- _Exercise objective_: Reproduce verbatim the stretch of the entries from their start through the line containing "299;196;340;258", with both ends included. Leave the pictures out of your copy.

----------------------------------------

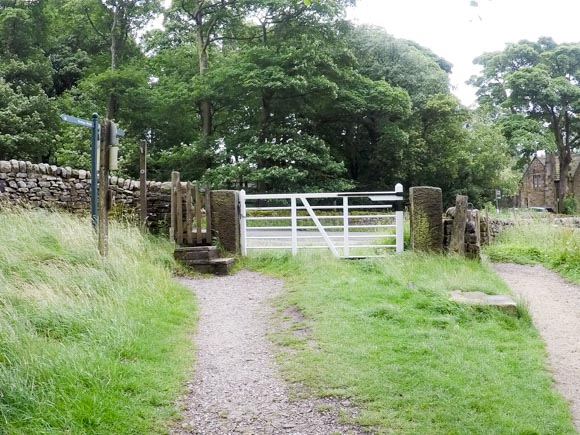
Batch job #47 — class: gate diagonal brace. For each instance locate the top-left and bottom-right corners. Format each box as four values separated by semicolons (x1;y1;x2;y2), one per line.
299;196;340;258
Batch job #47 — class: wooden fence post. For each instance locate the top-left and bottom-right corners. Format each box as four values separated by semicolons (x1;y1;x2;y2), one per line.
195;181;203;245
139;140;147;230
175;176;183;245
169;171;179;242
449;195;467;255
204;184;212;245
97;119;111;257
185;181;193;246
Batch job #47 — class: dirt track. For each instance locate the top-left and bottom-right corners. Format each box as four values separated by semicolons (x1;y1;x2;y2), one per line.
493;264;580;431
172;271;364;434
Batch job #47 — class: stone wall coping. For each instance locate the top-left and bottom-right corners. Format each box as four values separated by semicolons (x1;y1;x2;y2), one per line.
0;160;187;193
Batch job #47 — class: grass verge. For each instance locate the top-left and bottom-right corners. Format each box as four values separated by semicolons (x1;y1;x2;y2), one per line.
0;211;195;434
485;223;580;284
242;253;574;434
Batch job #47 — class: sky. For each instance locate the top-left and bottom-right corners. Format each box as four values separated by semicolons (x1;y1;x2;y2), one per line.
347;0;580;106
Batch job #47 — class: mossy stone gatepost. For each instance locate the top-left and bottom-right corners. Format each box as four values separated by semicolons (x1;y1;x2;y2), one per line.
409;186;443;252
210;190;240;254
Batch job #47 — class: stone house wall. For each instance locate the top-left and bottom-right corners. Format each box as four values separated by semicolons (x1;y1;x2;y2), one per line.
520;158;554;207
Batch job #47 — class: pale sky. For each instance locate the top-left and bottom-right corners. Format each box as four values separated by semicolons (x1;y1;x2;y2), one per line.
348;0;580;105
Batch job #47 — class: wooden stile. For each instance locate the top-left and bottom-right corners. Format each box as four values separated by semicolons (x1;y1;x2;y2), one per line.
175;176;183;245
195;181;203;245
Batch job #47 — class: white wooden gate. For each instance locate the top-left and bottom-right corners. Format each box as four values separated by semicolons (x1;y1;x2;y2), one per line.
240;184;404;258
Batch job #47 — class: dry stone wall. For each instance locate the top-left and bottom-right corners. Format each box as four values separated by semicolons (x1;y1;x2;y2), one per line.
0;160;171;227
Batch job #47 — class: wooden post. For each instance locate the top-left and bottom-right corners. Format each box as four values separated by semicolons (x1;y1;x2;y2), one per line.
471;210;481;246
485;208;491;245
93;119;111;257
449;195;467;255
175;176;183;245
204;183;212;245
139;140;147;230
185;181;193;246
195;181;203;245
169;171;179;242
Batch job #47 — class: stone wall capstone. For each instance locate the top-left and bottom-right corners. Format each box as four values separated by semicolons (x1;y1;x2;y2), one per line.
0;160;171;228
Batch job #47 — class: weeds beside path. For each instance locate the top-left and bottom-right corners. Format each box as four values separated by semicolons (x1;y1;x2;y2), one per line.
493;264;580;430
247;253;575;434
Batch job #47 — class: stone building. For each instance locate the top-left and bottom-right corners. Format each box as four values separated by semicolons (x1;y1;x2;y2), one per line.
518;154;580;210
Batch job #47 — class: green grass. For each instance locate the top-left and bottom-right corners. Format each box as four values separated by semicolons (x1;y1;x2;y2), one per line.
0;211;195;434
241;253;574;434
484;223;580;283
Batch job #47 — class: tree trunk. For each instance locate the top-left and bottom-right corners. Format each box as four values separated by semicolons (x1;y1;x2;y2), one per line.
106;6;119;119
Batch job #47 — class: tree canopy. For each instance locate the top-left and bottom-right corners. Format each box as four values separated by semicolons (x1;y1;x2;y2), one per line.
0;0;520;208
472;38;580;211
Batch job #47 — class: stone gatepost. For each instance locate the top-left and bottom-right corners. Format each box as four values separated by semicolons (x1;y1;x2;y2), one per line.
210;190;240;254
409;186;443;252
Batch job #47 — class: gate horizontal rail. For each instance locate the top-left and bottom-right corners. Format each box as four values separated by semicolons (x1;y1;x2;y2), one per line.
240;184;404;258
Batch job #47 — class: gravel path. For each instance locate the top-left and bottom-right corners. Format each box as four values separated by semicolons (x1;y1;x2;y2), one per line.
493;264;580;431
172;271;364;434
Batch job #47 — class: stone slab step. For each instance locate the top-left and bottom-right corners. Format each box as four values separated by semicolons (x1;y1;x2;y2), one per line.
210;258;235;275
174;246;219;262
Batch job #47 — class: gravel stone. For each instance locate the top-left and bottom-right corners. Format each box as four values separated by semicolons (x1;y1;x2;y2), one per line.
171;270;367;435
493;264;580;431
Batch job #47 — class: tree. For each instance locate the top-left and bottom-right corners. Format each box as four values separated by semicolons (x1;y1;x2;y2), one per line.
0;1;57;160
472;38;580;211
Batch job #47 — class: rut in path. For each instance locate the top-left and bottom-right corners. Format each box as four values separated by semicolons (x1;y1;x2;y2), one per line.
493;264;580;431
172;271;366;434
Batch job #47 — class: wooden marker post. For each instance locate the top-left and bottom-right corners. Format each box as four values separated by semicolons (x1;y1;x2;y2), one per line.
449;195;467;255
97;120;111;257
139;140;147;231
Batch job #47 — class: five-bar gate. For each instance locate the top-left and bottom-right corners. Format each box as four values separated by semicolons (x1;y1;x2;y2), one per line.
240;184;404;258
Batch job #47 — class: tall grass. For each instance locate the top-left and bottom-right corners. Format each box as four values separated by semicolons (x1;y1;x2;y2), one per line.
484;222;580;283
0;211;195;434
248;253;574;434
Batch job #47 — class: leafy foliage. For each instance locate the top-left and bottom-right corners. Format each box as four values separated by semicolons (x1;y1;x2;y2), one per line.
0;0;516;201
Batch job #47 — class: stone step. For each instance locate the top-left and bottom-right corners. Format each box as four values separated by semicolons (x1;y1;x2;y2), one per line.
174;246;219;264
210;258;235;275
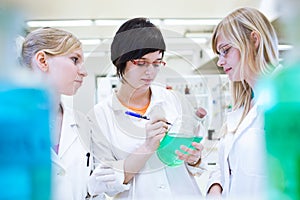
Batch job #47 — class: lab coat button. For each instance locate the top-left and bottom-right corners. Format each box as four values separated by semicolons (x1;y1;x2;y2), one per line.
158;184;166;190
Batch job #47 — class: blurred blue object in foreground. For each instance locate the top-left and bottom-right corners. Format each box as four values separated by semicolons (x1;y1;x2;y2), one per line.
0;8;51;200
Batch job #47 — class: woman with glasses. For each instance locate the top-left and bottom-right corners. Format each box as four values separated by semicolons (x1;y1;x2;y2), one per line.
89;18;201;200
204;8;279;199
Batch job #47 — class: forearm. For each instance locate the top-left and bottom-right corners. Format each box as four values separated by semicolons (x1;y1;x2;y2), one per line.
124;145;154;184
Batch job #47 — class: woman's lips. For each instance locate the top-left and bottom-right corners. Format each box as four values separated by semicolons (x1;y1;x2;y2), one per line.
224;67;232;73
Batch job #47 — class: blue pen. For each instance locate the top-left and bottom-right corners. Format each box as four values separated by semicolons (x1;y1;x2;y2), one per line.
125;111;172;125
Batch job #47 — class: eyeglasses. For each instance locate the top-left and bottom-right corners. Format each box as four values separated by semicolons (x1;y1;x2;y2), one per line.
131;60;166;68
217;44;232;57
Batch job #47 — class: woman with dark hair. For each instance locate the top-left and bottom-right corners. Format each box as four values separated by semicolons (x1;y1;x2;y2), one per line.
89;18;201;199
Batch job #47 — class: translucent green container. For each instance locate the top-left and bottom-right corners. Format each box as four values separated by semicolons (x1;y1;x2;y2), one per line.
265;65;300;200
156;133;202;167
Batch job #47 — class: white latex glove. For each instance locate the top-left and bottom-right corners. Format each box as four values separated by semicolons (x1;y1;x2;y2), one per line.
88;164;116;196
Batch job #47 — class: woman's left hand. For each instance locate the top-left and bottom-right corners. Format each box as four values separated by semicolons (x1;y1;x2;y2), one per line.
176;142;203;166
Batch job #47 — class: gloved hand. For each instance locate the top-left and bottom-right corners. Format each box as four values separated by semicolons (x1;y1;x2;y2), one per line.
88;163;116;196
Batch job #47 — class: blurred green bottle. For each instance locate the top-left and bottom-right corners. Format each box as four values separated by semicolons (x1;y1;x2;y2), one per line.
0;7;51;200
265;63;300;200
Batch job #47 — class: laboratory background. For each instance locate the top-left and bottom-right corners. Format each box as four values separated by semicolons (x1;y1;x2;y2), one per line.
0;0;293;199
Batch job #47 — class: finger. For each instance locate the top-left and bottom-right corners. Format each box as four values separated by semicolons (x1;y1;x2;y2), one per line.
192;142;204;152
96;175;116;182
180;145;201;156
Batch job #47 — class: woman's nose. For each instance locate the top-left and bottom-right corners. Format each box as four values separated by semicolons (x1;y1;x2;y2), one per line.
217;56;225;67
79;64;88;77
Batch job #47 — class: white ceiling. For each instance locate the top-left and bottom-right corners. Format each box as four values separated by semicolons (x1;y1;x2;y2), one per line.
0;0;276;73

----------------------------------------

- _Completed task_:
Batch job #47 — class: gate diagonal brace. For each instance locate the top-left and bottom-right corners. Format each box as four values separated by semicolons (x1;y1;x2;y2), one per line.
299;196;340;258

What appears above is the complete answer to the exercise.